* **Exercise**:
Write the data out again exactly, with no pictures.
• • • •
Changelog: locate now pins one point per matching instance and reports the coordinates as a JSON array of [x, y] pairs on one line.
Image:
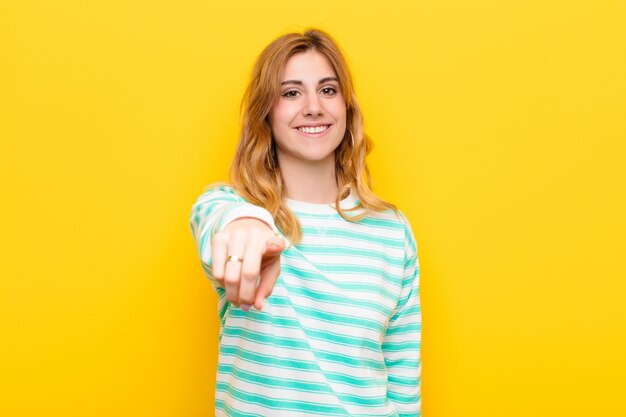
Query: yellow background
[[499, 130]]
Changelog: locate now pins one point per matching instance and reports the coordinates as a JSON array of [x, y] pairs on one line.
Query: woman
[[317, 278]]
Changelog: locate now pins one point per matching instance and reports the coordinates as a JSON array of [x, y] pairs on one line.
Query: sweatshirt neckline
[[301, 206]]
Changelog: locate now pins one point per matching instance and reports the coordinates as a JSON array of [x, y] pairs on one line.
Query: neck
[[309, 182]]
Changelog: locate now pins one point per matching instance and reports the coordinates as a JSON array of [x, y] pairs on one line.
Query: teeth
[[317, 129]]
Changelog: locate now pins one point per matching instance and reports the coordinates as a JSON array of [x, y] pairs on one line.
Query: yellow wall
[[500, 130]]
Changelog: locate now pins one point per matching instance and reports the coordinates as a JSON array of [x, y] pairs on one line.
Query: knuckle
[[220, 238], [250, 274], [231, 280]]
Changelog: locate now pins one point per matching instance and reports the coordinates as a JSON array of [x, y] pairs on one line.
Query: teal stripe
[[281, 404], [290, 384], [294, 343], [349, 361], [357, 253], [352, 235]]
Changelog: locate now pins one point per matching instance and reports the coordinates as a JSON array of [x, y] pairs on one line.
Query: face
[[308, 121]]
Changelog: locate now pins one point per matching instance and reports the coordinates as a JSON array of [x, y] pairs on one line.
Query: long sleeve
[[212, 212], [402, 342]]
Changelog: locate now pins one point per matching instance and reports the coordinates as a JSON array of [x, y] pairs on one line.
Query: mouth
[[313, 130]]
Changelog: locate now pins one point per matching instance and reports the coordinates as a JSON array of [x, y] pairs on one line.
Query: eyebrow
[[322, 81]]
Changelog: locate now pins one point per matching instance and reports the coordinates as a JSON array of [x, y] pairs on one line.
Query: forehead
[[307, 66]]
• • • •
* **Completed task**:
Changelog: locate now pins one point per matching instance and reports the coordinates as a JSON array of [x, y] pairs on one line.
Image:
Query: yellow background
[[499, 130]]
Changelog: locate now pins one point per matching instance and reports the coordinates as a JSON array of [x, y] pairs on one line.
Query: woman
[[317, 278]]
Changelog: locate now pins one point per matching instance and reports the coordinates as a JSON array of [x, y] pairs on one line.
Query: sweatshirt neckline
[[301, 206]]
Changelog: locate now pins one point per matching instance and reports the coordinates as a JSON array of [x, y] pairs on one line.
Query: neck
[[309, 182]]
Changelog: locate now pins one point per matching instance and reports the coordinates as a JSON array of [x, y] pairs on one line.
Query: teeth
[[317, 129]]
Changelog: locate now pins one point per matching instance and reports the coordinates as a JSON array of [x, y] pairs on one line.
Query: yellow wall
[[500, 130]]
Changelog: locate now pins one point per matching instance and reports the coordinates as a JSON array of [x, y] pairs on one line.
Query: knuckle
[[220, 238], [250, 274], [231, 280]]
Changelog: locate now pins one point per matching instance and reports the coordinates as a JSON array of [x, y] pairs on one line.
Query: teal stripe
[[281, 404], [290, 384], [294, 343], [349, 361], [357, 253], [352, 235]]
Changelog: locate now pins one point per matching instance and reports the coordinates as a JSON array of [x, y] pairs on one line.
Query: face
[[308, 121]]
Changelog: locate now pins one point per matching instance and reports the coordinates as a JSON array of [x, y] pairs on one line.
Query: long sleeve
[[212, 212], [402, 342]]
Changelog: locate now pins one point per matching instance and reports the coordinates as a JSON array of [x, y] pairs on one line.
Query: mouth
[[313, 130]]
Changelog: locate now pins one point per matching instance and reports the coordinates as a JSON array of [x, y] pairs on one line.
Query: eyebrow
[[322, 81]]
Changelog: locate now pins one point per matching instance and reports the coordinates as a JSON array of [x, y] pairs on one line.
Query: forehead
[[307, 66]]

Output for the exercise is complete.